Substitute "stone column" for every occurrence of "stone pillar" in the material below, and leave every other line as it is.

──────── Records provided

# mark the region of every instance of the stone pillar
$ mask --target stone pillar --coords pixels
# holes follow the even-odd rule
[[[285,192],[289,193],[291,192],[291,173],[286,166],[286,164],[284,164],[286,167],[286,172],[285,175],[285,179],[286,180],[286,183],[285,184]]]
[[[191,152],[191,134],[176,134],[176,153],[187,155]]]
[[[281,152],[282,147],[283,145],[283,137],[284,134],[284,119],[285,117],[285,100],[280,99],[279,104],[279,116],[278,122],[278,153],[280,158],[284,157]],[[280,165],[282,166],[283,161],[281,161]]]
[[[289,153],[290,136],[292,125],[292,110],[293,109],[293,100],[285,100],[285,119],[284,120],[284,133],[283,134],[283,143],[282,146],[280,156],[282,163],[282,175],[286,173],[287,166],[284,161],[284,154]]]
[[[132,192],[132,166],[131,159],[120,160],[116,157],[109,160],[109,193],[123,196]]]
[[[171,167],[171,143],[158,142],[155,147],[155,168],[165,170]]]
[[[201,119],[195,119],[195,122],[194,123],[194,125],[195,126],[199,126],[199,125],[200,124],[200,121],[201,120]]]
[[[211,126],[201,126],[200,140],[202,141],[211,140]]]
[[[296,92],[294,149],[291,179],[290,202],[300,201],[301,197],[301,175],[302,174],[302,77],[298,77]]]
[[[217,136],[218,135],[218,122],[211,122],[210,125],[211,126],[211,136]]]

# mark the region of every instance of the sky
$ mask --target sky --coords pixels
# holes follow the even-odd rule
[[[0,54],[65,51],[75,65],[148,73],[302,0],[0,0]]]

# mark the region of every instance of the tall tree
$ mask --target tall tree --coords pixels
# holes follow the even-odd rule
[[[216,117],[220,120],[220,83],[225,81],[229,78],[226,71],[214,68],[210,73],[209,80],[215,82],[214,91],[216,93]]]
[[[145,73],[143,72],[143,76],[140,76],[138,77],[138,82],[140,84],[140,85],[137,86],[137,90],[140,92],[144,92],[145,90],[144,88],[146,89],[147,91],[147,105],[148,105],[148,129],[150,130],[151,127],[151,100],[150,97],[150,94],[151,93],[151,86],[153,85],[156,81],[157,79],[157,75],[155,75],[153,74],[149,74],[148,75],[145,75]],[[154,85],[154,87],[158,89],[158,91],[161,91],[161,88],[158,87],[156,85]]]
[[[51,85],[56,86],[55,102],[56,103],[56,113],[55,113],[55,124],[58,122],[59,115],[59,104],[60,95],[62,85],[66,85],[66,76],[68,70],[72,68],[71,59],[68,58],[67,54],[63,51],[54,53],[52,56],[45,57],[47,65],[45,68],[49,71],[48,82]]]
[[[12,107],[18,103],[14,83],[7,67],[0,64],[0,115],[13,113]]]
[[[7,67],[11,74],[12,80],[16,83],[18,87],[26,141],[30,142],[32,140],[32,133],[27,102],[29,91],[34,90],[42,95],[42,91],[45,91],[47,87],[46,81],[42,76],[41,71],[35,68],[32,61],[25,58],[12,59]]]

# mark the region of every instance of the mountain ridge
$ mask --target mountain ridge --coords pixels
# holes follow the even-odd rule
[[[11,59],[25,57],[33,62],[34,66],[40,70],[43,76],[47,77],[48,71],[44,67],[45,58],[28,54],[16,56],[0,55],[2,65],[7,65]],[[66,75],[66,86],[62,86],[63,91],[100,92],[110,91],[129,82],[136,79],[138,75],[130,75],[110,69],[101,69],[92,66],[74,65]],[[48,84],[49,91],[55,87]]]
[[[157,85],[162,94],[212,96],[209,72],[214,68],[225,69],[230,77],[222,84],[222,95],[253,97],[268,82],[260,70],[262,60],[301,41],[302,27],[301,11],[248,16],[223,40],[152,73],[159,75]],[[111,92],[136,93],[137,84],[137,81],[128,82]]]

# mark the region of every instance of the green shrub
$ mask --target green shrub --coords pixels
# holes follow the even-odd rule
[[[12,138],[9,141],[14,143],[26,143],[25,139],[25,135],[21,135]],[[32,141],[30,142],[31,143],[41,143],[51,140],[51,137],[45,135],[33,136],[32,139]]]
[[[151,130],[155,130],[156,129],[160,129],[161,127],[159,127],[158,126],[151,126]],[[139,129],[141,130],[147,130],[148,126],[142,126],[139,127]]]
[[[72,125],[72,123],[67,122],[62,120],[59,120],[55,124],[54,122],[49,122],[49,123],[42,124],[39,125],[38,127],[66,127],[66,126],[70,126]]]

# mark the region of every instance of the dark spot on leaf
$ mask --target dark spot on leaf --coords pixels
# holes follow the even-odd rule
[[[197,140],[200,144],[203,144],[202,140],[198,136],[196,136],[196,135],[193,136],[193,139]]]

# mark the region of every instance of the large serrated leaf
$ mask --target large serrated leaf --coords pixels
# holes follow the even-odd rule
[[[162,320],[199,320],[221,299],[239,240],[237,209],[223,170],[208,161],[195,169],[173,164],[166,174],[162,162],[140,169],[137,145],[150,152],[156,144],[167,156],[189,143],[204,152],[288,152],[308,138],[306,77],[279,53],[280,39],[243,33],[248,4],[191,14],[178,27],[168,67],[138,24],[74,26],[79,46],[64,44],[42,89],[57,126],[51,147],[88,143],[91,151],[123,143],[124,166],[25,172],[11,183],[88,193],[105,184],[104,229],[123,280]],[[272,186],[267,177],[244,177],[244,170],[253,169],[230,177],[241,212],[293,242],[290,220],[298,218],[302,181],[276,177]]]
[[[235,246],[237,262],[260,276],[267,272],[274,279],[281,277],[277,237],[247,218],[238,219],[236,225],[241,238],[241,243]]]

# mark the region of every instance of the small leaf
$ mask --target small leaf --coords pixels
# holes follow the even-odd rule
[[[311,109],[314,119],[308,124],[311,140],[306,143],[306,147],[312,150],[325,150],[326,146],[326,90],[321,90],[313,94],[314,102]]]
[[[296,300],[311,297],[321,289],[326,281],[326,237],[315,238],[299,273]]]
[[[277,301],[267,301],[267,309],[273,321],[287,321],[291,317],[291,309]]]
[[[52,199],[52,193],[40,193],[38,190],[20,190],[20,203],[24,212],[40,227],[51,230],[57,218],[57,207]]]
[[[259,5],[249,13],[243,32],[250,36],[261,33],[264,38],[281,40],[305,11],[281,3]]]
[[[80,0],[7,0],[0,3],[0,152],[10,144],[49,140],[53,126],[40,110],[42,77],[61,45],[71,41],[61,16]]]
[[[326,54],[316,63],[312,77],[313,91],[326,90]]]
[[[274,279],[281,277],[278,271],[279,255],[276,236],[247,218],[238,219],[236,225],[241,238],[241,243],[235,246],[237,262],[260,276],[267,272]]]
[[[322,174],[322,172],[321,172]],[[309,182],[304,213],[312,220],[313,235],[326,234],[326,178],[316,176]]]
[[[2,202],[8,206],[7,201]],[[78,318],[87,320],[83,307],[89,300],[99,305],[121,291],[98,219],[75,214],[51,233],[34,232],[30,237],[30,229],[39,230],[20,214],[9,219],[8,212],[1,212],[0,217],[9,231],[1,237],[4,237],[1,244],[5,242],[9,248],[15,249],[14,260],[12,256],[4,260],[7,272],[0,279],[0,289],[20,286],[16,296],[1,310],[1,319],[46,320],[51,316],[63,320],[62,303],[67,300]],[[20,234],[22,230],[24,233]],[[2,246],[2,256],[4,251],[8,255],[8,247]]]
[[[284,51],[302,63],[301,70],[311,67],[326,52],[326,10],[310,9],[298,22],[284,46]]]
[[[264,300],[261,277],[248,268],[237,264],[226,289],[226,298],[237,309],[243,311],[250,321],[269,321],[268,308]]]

────────────────

Final answer -
# mark the region of every instance of the stone column
$ mask --target stone column --coords pixels
# holes follow the even-odd rule
[[[285,192],[289,193],[291,192],[291,173],[286,166],[286,164],[284,164],[286,167],[286,172],[285,175],[285,179],[286,180],[286,183],[285,184]]]
[[[191,152],[191,134],[176,134],[176,153],[187,155]]]
[[[281,152],[282,147],[283,145],[283,137],[284,134],[284,119],[285,117],[285,100],[280,99],[279,104],[279,116],[278,122],[278,153],[280,158],[284,157]],[[280,165],[282,166],[283,161],[281,161]]]
[[[289,153],[290,136],[292,125],[292,110],[293,109],[293,100],[285,100],[285,119],[284,120],[284,133],[283,134],[283,143],[282,146],[280,156],[282,163],[282,175],[286,173],[287,166],[284,161],[284,154]]]
[[[132,192],[132,166],[131,159],[120,160],[116,157],[109,160],[109,193],[123,196]]]
[[[171,167],[171,143],[158,142],[155,147],[155,168],[165,170]]]
[[[201,119],[195,119],[195,122],[194,123],[194,125],[195,126],[199,126],[199,125],[200,124],[200,121],[201,120]]]
[[[211,126],[201,126],[200,140],[202,141],[211,140]]]
[[[296,92],[294,149],[291,179],[290,202],[300,201],[301,197],[301,175],[302,174],[302,77],[298,77]]]
[[[217,136],[218,135],[218,122],[211,122],[210,125],[211,126],[211,136]]]

# mark the region of every instance of the sky
$ mask --target sky --coords pixels
# holes follow the even-odd rule
[[[0,54],[65,51],[75,65],[148,73],[302,0],[0,0]]]

# mark the region of every instance of the tall tree
$ mask --target tall tree --coords pixels
# holes follow the even-odd rule
[[[216,117],[220,120],[220,83],[225,81],[229,78],[226,71],[214,68],[210,73],[209,80],[215,82],[214,91],[216,93]]]
[[[145,73],[143,72],[143,76],[140,76],[138,77],[138,82],[140,84],[140,85],[137,86],[137,90],[140,92],[144,92],[145,90],[144,88],[146,89],[147,91],[147,105],[148,105],[148,129],[150,130],[151,127],[151,100],[150,97],[150,94],[151,93],[151,86],[153,85],[156,81],[157,79],[157,75],[155,75],[153,74],[149,74],[148,75],[145,75]],[[154,85],[154,87],[158,89],[158,91],[161,91],[161,88],[158,87],[156,85]]]
[[[51,85],[56,86],[55,102],[56,103],[56,113],[55,113],[55,124],[58,122],[59,115],[59,104],[60,95],[62,85],[66,85],[66,76],[68,70],[72,68],[71,59],[68,58],[67,54],[63,51],[54,53],[52,56],[45,57],[47,65],[45,68],[49,71],[48,82]]]
[[[12,107],[18,103],[14,83],[7,67],[0,64],[0,115],[13,113]]]
[[[7,67],[11,74],[12,80],[16,83],[18,87],[26,141],[30,142],[32,140],[32,133],[27,102],[29,91],[34,90],[42,95],[42,91],[45,91],[47,87],[46,81],[42,76],[41,71],[35,68],[32,61],[25,58],[12,59]]]

# mark the region of every instance of the mountain ridge
$ mask --target mountain ridge --coords pixels
# holes follow the even-odd rule
[[[11,59],[25,57],[33,62],[34,66],[40,70],[43,76],[47,77],[48,71],[44,67],[45,58],[28,54],[16,56],[0,55],[2,65],[7,65]],[[66,75],[66,86],[62,86],[63,91],[100,92],[110,91],[129,82],[136,79],[138,75],[130,75],[110,69],[101,69],[92,66],[74,65]],[[48,84],[49,91],[55,87]]]
[[[157,85],[162,94],[212,96],[209,72],[214,68],[225,69],[230,77],[222,84],[222,95],[253,97],[268,82],[260,70],[262,60],[301,41],[302,27],[301,11],[248,16],[223,40],[152,73],[159,75]],[[111,92],[136,93],[137,84],[137,81],[128,82]]]

# mark the region of every instance of the green shrub
$ mask --target green shrub --coords pixels
# holes follow the even-odd rule
[[[12,138],[9,141],[14,143],[26,143],[25,139],[25,135],[21,135]],[[32,141],[30,142],[31,143],[41,143],[51,140],[51,137],[45,135],[33,136],[32,139]]]
[[[151,130],[155,130],[156,129],[160,129],[161,127],[159,127],[158,126],[151,126]],[[139,129],[141,130],[147,130],[148,126],[142,126],[139,127]]]
[[[72,125],[72,123],[67,122],[62,120],[59,120],[55,124],[54,122],[49,122],[49,123],[42,124],[39,125],[38,127],[66,127],[66,126],[70,126]]]

# mark the region of every instance of the dark spot on leaf
$ mask --target dark spot on leaf --coords pixels
# holes follow the even-odd rule
[[[197,140],[200,144],[203,144],[202,140],[198,136],[196,136],[196,135],[193,136],[193,139]]]

# mark the region of every instance of the large serrated leaf
$ mask --target large serrated leaf --coords pixels
# holes follow the even-odd rule
[[[162,320],[199,320],[221,299],[239,240],[237,209],[223,170],[208,161],[195,169],[173,164],[166,174],[162,162],[140,169],[137,145],[150,152],[156,144],[167,156],[189,143],[204,152],[288,152],[308,138],[306,77],[279,53],[280,39],[243,33],[248,4],[191,14],[178,27],[168,67],[138,24],[74,26],[79,46],[64,44],[42,89],[57,126],[51,147],[88,143],[91,151],[123,143],[124,166],[25,172],[11,183],[88,193],[105,184],[104,229],[123,280]],[[272,186],[267,177],[244,177],[244,170],[253,169],[230,177],[241,212],[293,242],[290,220],[298,218],[302,181],[276,177]]]
[[[235,246],[237,262],[260,276],[267,272],[274,279],[281,277],[277,237],[247,218],[238,219],[236,225],[241,238],[241,243]]]

# mark the region of every instance of the small leaf
$ mask --target small leaf --coords pixels
# holes follow the even-odd rule
[[[311,109],[314,119],[308,124],[311,140],[306,143],[306,147],[312,150],[325,150],[326,146],[326,90],[321,90],[313,94],[314,102]]]
[[[296,300],[311,297],[321,289],[326,281],[326,237],[315,238],[299,273]]]
[[[277,301],[267,301],[267,309],[273,321],[287,321],[291,317],[291,309]]]
[[[52,199],[52,193],[40,193],[38,190],[20,190],[20,203],[24,212],[40,227],[51,230],[57,218],[57,207]]]
[[[259,5],[249,13],[243,32],[250,36],[261,33],[264,38],[281,40],[305,11],[281,3]]]
[[[80,0],[7,0],[0,3],[0,152],[10,144],[49,140],[53,126],[40,110],[42,77],[61,45],[71,41],[61,16]]]
[[[326,54],[316,63],[312,77],[313,91],[326,90]]]
[[[274,279],[281,277],[278,271],[279,255],[276,236],[247,218],[238,219],[236,225],[241,238],[241,243],[235,246],[237,262],[260,276],[267,272]]]
[[[322,174],[322,172],[321,172]],[[309,182],[304,213],[312,220],[313,235],[326,234],[326,178],[316,176]]]
[[[2,202],[8,206],[7,201]],[[78,318],[87,320],[83,307],[89,300],[99,305],[121,291],[98,219],[75,214],[51,233],[34,232],[30,237],[30,229],[39,230],[20,214],[9,219],[8,212],[1,212],[0,217],[9,231],[1,237],[4,237],[1,244],[5,242],[9,248],[15,249],[14,260],[12,256],[4,260],[7,272],[0,279],[0,289],[20,286],[16,296],[1,310],[1,319],[46,320],[51,316],[63,320],[62,303],[67,300]],[[20,234],[22,230],[24,233]],[[2,246],[2,256],[4,251],[8,255],[8,247]]]
[[[284,51],[302,63],[301,70],[311,67],[326,52],[326,10],[310,9],[298,22],[284,46]]]
[[[264,300],[261,277],[248,268],[237,264],[226,289],[226,298],[237,309],[243,311],[250,321],[269,321],[268,308]]]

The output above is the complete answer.